++++ Supplied material ++++
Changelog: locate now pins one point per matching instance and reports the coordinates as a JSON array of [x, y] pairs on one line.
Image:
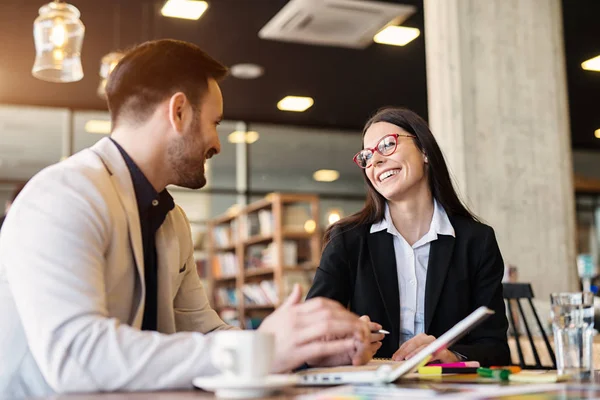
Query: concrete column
[[498, 107]]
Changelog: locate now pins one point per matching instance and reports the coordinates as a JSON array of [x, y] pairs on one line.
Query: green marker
[[501, 374]]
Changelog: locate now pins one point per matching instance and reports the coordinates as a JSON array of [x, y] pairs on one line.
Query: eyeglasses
[[386, 147]]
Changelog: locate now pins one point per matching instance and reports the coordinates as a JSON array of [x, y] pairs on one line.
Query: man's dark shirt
[[153, 208]]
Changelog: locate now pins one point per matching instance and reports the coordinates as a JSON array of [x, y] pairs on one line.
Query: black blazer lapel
[[383, 259], [440, 254]]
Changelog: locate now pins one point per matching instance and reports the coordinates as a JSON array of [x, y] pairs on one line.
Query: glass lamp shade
[[58, 34], [108, 63]]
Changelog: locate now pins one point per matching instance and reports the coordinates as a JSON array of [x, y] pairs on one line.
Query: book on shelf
[[224, 235], [290, 254], [230, 317], [295, 217], [260, 294], [258, 223], [226, 297], [224, 264], [303, 278], [265, 256], [253, 323], [266, 222]]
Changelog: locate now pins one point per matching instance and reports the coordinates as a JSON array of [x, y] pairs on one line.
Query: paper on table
[[371, 366]]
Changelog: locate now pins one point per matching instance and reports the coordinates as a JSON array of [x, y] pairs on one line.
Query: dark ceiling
[[347, 84]]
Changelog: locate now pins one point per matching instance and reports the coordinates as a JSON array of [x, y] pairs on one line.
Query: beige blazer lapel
++++
| Required task |
Rewrite every one of the entries above as a numbered list, skipping any blank lines. Leave the pictures out.

| Result of this exercise |
1. Changelog: locate now pins one point per matching instance and reports the coordinates as a JSON array of [x, y] pairs on one line.
2. Image:
3. Query: concrete column
4. [[498, 107]]
5. Changelog: locate now pins one point per matching instance and reports the coordinates as a JSON array of [x, y] pairs on one line.
6. Query: green marker
7. [[501, 374]]
8. Changelog: locate now pins one point per matching instance and reports the coordinates as a JSON array of [x, y] pairs on one line.
9. Query: eyeglasses
10. [[386, 147]]
11. Changelog: locate now pins one point per matching instance and reports the coordinates as a JSON array of [x, y] pairs on one line.
12. Query: man's dark shirt
13. [[153, 208]]
14. Changelog: locate now pins one point per matching instance and reports the coordinates as a JSON array of [x, y] pairs on one line.
15. Query: black blazer lapel
16. [[383, 259], [440, 254]]
17. Changelog: locate now pins one point per matching instance and reports the coordinates as a JSON array of [x, y] pairs on one line.
18. Query: glass lamp shade
19. [[58, 34], [108, 63]]
20. Changelog: locate now pins one point per matching instance and reports the coordinates as a JSON array of [x, y] pairs on one line.
21. Query: book on shelf
22. [[224, 235], [290, 254], [230, 317], [295, 217], [260, 294], [258, 223], [226, 297], [224, 264], [303, 278], [265, 256], [253, 323], [266, 222]]
23. Changelog: locate now pins one point per matching instance and reports the coordinates as a JSON array of [x, y] pairs on one line.
24. Query: paper on table
25. [[371, 366]]
26. Changelog: locate now pins one point per matching instance and reports the coordinates as a JSON array of [x, y] pairs on one line.
27. Query: dark ceiling
28. [[347, 84]]
29. Changelog: locate now pins one point per matching instance and reports the coordinates as a JSON array of [x, y] pairs on one line.
30. Query: beige blazer lapel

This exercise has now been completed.